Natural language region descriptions
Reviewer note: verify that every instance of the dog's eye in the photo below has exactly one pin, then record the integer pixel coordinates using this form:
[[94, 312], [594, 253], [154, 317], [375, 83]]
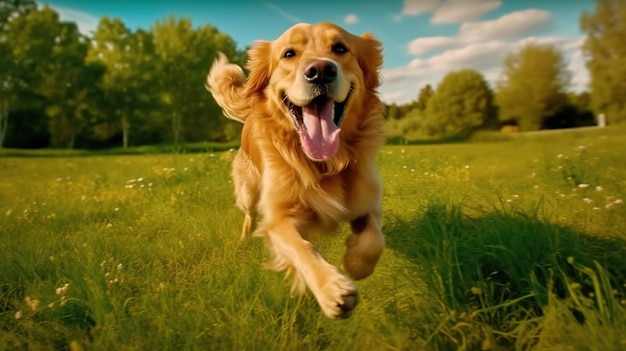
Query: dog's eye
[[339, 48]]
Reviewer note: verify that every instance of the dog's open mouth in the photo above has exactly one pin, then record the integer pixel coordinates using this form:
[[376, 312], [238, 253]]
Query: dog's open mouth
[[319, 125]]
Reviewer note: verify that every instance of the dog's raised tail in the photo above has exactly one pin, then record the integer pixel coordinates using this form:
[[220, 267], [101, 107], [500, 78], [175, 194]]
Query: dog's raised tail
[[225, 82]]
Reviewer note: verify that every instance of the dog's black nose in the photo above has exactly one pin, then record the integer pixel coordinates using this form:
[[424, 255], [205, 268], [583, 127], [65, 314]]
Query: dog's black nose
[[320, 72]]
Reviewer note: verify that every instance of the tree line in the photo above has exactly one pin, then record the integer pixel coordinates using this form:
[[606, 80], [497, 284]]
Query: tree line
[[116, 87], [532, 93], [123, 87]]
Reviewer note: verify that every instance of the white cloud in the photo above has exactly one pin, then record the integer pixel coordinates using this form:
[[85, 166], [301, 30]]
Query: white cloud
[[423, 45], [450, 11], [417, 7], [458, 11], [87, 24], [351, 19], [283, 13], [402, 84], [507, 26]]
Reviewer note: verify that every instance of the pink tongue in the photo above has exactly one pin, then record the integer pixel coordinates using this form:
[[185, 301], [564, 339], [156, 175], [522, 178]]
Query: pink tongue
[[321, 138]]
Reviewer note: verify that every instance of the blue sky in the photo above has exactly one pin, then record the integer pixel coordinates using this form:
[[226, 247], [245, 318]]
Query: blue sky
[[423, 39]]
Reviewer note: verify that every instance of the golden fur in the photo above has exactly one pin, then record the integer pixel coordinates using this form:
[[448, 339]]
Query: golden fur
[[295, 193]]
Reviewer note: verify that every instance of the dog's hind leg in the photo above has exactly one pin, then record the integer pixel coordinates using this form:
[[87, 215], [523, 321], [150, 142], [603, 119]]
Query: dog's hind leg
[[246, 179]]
==
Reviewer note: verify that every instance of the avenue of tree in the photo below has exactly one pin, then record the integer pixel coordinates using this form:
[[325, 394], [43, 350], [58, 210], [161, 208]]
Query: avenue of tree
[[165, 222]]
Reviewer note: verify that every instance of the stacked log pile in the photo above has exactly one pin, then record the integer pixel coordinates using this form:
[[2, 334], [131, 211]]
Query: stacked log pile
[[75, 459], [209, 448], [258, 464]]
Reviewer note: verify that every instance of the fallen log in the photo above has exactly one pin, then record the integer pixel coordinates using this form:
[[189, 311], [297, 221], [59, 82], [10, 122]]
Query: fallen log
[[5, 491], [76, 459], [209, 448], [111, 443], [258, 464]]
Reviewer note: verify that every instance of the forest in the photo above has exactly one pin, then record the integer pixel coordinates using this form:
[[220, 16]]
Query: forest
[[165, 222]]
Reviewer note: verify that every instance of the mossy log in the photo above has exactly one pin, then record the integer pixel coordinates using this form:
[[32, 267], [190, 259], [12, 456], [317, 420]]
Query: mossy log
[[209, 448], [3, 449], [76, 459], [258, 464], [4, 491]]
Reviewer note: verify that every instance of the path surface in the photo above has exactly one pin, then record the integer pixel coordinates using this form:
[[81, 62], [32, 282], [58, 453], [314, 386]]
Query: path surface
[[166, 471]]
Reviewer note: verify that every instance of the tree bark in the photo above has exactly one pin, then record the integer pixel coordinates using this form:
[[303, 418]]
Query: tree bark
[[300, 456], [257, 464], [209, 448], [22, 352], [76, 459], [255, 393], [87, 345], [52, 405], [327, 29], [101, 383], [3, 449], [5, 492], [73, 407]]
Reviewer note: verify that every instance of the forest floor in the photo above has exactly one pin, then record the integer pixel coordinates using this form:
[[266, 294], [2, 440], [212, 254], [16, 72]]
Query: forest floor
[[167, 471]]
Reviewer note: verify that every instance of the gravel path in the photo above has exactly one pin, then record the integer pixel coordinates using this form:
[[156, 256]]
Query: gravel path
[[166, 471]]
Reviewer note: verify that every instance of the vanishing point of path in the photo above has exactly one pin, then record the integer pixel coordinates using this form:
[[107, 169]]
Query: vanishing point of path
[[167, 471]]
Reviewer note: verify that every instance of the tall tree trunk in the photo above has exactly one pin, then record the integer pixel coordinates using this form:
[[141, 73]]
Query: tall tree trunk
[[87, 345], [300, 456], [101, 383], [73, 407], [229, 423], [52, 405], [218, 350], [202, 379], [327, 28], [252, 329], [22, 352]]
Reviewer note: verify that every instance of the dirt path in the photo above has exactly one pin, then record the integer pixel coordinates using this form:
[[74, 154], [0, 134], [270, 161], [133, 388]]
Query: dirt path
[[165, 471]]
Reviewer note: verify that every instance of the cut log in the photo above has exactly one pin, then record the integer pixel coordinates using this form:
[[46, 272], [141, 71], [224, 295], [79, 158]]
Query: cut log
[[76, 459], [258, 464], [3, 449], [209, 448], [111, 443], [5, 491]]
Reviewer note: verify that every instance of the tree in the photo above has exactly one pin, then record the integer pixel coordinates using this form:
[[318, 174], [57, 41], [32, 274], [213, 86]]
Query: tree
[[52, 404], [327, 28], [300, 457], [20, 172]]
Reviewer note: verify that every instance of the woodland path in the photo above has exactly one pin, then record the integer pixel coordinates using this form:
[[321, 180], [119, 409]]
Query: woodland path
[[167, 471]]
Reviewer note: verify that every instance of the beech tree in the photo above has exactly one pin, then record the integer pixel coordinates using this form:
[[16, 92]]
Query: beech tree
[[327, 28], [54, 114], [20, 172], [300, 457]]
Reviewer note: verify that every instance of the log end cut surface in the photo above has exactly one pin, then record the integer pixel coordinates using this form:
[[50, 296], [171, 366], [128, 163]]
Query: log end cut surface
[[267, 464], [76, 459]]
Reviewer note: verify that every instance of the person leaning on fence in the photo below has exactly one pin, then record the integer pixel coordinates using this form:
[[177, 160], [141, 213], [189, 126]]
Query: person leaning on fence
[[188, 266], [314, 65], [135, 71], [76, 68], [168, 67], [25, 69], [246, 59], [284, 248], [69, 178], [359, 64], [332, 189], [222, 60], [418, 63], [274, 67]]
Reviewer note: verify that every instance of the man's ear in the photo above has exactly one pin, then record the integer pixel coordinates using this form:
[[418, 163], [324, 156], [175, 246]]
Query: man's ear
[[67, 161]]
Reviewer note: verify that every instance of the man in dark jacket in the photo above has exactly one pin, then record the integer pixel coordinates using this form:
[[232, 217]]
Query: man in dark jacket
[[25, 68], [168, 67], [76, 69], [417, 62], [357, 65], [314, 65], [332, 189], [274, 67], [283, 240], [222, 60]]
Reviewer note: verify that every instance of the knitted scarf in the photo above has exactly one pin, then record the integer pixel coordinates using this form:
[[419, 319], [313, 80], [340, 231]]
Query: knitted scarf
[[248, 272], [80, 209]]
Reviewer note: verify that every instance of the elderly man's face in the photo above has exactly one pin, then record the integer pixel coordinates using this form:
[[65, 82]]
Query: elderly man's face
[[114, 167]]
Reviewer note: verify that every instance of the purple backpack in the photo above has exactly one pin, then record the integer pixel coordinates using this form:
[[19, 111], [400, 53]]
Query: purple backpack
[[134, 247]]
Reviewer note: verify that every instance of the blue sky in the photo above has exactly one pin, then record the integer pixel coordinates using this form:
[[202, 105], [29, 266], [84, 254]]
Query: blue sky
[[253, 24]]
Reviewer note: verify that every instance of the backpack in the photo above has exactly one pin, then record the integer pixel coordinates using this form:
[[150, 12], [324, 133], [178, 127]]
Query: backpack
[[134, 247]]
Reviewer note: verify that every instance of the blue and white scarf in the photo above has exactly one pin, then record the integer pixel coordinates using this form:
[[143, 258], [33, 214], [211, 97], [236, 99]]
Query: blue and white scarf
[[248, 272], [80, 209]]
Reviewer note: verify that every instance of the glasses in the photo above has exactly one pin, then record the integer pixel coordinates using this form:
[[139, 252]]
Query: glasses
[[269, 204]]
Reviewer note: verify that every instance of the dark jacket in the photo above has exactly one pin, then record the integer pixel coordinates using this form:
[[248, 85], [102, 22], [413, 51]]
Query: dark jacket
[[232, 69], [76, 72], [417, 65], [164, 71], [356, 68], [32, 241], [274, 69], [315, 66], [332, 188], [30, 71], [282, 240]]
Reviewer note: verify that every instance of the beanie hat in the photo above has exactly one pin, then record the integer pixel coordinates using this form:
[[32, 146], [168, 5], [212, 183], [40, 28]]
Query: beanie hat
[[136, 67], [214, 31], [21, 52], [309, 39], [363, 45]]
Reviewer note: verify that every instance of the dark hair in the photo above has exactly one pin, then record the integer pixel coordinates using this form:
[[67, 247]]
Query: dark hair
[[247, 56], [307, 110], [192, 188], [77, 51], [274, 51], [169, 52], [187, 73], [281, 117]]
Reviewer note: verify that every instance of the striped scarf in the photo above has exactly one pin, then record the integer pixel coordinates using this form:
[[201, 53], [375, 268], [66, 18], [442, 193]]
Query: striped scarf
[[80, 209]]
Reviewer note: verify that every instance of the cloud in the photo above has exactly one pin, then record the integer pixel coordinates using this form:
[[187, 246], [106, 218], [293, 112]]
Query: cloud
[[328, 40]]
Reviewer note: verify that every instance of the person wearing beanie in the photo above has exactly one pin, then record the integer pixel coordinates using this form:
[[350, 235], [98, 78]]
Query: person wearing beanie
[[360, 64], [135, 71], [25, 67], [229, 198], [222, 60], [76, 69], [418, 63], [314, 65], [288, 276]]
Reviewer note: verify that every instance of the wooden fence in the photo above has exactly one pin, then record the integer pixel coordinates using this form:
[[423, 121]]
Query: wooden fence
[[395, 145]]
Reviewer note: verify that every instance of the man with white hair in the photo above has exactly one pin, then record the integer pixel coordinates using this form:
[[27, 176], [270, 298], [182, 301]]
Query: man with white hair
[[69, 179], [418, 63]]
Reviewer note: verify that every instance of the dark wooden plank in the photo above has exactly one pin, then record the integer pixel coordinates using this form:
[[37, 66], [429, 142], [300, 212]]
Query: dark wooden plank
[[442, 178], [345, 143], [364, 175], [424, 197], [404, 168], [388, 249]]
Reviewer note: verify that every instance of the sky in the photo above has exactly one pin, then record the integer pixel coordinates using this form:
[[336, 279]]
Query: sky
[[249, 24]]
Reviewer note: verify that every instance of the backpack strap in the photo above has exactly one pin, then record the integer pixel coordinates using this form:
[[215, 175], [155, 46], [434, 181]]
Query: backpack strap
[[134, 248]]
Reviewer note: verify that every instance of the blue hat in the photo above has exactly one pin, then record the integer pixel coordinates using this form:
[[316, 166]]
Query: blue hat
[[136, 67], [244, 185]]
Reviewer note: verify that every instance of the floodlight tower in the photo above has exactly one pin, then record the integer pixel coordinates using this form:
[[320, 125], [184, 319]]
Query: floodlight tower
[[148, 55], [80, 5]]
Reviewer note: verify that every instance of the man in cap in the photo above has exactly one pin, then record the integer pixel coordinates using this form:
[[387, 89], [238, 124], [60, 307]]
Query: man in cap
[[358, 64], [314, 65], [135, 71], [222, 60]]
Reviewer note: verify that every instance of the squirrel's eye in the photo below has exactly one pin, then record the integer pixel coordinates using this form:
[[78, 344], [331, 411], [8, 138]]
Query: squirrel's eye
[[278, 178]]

Task instructions
Among the entries above, the line containing "Query: forest floor", the line containing "[[141, 73]]", and all lines between them are to be restated word for word; nothing else belongs in the reply.

Exercise solution
Query: forest floor
[[167, 471]]
Reviewer note: verify that every instance of the gravel path in the photo above has exactly one pin, then record the integer pixel coordinates using this form:
[[156, 256]]
Query: gravel path
[[166, 471]]
Reviewer note: verify that every instance of the vanishing point of path in the photo above has exactly one pin, then record the integer pixel coordinates using this form:
[[107, 169]]
Query: vanishing point of path
[[167, 471]]
Reviewer note: verify that every instance of the tall tree trunk in the photo above has exactly one pin, then record the integer pixel coordinates using this form:
[[141, 73]]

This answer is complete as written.